## START Provided records

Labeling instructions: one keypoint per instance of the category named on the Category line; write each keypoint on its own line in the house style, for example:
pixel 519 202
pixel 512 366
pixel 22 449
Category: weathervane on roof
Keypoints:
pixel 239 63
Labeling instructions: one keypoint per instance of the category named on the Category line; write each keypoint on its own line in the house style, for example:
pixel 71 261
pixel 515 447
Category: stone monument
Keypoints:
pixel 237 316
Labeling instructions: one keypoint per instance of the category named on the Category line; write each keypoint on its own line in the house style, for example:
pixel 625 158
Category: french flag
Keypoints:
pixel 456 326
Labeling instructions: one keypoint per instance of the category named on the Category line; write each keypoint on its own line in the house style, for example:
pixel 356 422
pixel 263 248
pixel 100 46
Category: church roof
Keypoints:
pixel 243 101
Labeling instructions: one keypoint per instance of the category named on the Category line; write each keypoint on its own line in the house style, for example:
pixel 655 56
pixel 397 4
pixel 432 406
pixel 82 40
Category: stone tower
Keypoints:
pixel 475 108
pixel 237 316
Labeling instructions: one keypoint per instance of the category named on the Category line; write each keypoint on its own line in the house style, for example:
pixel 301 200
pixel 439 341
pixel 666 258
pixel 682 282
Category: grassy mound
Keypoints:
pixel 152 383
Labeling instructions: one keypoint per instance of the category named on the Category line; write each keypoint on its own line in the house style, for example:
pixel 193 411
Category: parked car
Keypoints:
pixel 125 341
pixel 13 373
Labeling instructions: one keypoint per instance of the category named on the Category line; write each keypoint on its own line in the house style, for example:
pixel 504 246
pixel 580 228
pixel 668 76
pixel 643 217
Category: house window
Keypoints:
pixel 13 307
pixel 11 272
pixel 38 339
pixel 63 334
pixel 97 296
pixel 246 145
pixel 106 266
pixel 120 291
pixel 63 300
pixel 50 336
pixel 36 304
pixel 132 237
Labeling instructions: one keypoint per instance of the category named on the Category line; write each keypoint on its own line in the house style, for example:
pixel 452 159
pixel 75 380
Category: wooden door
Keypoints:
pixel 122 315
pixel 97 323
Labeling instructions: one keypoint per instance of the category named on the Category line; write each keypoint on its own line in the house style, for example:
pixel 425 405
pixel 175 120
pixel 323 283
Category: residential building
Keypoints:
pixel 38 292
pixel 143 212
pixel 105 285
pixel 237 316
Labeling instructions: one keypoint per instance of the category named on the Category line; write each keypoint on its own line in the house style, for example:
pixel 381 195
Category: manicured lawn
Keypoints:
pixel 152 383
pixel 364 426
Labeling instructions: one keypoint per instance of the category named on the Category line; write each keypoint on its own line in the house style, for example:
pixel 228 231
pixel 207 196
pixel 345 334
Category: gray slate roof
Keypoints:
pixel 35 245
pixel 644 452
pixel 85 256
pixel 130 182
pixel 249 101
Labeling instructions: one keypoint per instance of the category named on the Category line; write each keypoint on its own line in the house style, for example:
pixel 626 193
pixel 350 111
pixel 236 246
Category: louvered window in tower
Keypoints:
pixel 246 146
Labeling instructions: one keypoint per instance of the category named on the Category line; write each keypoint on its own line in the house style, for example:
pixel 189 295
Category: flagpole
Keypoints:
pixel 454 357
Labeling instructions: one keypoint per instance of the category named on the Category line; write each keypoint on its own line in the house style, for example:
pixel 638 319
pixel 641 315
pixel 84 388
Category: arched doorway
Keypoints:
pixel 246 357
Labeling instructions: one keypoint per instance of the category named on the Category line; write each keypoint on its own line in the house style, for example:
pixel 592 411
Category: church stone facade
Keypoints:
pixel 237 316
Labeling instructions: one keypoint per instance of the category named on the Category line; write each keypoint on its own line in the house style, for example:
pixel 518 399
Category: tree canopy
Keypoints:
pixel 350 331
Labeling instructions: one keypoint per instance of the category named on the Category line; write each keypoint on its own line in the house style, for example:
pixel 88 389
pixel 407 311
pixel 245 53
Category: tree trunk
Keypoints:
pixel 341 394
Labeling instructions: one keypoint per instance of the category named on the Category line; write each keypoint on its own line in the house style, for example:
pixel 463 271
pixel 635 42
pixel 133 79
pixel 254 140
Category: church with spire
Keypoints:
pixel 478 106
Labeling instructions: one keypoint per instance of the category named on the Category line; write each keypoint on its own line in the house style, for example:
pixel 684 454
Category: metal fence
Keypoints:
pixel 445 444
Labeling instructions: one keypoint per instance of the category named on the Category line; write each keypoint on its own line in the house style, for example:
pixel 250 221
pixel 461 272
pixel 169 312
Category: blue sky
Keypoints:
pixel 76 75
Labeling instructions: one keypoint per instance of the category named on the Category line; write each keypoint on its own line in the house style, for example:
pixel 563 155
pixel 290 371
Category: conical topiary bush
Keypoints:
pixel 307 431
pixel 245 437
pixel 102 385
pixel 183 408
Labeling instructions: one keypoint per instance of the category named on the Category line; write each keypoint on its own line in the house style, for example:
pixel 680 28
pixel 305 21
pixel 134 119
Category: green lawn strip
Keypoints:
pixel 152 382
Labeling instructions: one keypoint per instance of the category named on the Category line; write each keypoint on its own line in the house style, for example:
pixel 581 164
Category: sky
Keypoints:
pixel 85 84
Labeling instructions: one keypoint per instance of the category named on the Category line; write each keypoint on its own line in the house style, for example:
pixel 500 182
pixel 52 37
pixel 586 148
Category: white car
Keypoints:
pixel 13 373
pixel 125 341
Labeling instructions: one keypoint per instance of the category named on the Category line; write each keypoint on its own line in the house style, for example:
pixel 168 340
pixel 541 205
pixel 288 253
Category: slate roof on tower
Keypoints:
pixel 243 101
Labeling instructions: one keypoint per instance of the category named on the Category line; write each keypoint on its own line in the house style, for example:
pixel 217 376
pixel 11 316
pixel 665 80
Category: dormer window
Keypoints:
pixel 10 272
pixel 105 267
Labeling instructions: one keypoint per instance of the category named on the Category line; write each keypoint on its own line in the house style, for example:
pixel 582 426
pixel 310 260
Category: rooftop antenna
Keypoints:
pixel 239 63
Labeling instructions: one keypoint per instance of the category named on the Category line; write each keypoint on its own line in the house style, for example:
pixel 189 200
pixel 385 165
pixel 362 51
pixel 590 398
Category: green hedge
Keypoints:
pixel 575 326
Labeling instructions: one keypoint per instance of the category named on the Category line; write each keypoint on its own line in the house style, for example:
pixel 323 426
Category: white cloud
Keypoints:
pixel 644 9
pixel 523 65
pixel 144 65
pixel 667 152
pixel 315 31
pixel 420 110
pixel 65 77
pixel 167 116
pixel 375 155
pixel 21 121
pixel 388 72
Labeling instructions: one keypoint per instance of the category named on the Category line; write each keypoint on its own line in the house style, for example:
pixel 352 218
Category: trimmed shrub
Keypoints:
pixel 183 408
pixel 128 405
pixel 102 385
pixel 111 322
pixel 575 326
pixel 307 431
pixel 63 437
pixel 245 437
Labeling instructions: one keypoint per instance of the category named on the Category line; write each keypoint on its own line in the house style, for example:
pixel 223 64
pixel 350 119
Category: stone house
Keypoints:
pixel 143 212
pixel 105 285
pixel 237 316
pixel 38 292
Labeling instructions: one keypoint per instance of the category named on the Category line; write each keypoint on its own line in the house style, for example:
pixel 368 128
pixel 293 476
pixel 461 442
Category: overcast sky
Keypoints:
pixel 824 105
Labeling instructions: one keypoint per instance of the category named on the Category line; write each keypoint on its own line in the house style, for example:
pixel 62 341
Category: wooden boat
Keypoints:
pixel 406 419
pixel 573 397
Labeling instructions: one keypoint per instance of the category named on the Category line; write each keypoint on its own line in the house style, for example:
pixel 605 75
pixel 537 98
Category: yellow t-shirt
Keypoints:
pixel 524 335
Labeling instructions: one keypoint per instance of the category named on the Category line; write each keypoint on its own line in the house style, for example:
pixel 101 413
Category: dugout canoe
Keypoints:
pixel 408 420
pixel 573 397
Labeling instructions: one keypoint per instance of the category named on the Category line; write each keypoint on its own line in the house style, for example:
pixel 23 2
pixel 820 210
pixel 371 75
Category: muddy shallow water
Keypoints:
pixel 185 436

## END Provided records

_Problem requirements_. Extract every line of the material above that contains the word "lawn", matching case exactly.

_Written response_.
Category: manicured lawn
Category: green lawn strip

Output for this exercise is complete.